§ **What to do**
Report every line of the entries that contains the word "shoulder".

(Dataset entries)

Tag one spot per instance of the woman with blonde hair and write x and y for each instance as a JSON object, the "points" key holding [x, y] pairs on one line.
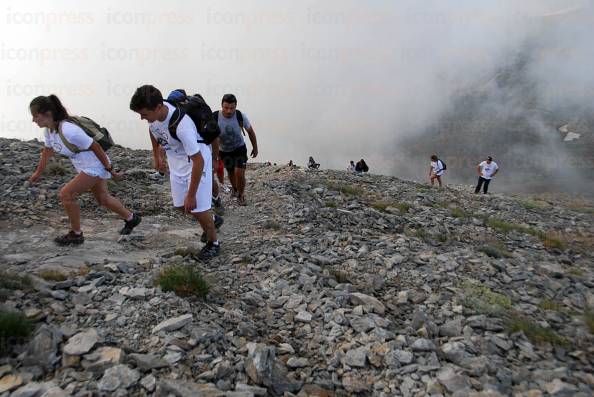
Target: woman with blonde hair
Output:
{"points": [[89, 160]]}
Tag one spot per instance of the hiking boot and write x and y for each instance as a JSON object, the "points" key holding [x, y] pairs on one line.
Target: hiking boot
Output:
{"points": [[210, 250], [131, 224], [218, 223], [218, 206], [70, 239]]}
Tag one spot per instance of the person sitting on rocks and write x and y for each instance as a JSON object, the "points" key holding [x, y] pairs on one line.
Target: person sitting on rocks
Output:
{"points": [[189, 160], [351, 167], [92, 164], [312, 165], [436, 169], [487, 170], [361, 166]]}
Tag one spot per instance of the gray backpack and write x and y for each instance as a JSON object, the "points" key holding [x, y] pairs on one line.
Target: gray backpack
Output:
{"points": [[92, 129]]}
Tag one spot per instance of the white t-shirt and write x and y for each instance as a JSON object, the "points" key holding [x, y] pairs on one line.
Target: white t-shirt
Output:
{"points": [[487, 170], [179, 153], [75, 135], [437, 167]]}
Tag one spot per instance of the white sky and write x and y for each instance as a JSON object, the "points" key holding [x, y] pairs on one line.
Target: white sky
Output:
{"points": [[337, 79]]}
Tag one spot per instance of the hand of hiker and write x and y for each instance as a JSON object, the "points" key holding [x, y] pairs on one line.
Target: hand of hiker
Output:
{"points": [[33, 178], [189, 203], [117, 176]]}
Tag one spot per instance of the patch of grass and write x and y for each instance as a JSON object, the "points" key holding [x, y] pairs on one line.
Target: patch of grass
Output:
{"points": [[549, 304], [548, 239], [418, 233], [574, 271], [534, 332], [55, 169], [533, 204], [483, 300], [14, 281], [330, 204], [458, 213], [589, 319], [52, 275], [340, 276], [83, 271], [495, 251], [381, 205], [14, 328], [270, 224], [351, 190], [184, 281]]}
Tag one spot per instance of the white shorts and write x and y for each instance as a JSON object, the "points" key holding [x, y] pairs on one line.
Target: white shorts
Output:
{"points": [[179, 188]]}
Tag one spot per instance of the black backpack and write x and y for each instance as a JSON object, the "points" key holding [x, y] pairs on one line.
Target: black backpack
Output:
{"points": [[237, 114], [196, 108], [92, 129]]}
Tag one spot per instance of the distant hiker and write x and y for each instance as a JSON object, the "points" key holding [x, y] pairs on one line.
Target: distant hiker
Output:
{"points": [[312, 165], [188, 155], [351, 167], [436, 169], [486, 170], [64, 135], [232, 148], [361, 166]]}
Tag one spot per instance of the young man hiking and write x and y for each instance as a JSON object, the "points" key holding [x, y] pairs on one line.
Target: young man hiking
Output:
{"points": [[436, 169], [233, 150], [189, 159], [486, 170]]}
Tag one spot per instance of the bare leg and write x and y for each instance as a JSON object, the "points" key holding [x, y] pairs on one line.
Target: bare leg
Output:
{"points": [[240, 180], [207, 223], [80, 183], [108, 201]]}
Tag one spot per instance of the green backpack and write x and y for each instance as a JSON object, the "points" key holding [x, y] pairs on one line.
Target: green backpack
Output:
{"points": [[92, 129]]}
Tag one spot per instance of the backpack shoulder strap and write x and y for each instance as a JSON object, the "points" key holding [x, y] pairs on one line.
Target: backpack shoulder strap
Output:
{"points": [[72, 147], [176, 117], [239, 120]]}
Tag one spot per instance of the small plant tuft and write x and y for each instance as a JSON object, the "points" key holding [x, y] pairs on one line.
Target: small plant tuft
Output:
{"points": [[534, 332], [184, 281], [272, 225], [52, 275], [340, 276], [330, 204], [13, 328], [495, 252], [13, 281]]}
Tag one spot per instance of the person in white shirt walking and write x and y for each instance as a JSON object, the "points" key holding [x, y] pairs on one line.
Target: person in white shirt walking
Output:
{"points": [[189, 160], [487, 170], [88, 158], [436, 169]]}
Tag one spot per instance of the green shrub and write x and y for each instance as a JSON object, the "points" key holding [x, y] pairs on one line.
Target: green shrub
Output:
{"points": [[270, 224], [52, 275], [184, 281], [534, 332], [495, 252], [13, 326], [13, 281]]}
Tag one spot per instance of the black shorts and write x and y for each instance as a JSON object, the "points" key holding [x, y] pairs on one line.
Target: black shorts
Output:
{"points": [[234, 159]]}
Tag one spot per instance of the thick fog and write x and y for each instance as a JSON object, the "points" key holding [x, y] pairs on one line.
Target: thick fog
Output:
{"points": [[338, 80]]}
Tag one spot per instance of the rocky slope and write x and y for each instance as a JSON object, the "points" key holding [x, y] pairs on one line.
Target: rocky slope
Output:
{"points": [[328, 284]]}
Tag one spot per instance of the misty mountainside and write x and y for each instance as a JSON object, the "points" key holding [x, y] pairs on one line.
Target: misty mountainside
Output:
{"points": [[542, 142], [328, 284]]}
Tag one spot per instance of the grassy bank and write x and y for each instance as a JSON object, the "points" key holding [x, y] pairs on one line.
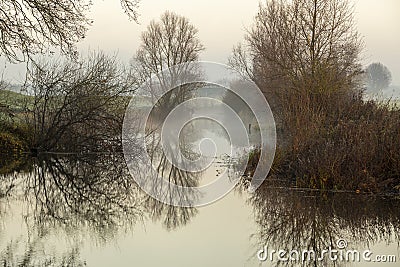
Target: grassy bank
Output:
{"points": [[354, 147]]}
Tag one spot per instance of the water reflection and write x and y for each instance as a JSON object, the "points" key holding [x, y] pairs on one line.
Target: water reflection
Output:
{"points": [[307, 220]]}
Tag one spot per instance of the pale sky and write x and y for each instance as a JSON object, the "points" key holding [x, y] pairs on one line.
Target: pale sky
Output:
{"points": [[222, 24]]}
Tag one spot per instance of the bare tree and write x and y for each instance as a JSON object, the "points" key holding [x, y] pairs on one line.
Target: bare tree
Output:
{"points": [[296, 40], [78, 105], [29, 27], [304, 56], [167, 43], [378, 77]]}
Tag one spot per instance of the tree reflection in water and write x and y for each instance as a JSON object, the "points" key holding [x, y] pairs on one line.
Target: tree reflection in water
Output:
{"points": [[88, 194], [305, 220]]}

(End Dataset entries)

§ **Result for this task**
Tag one spot per instance of the backpack shoulder strap and write x and y for each instance as a JSON object, the "points" key holding [x, y] pairs on one line.
Target: backpack shoulder strap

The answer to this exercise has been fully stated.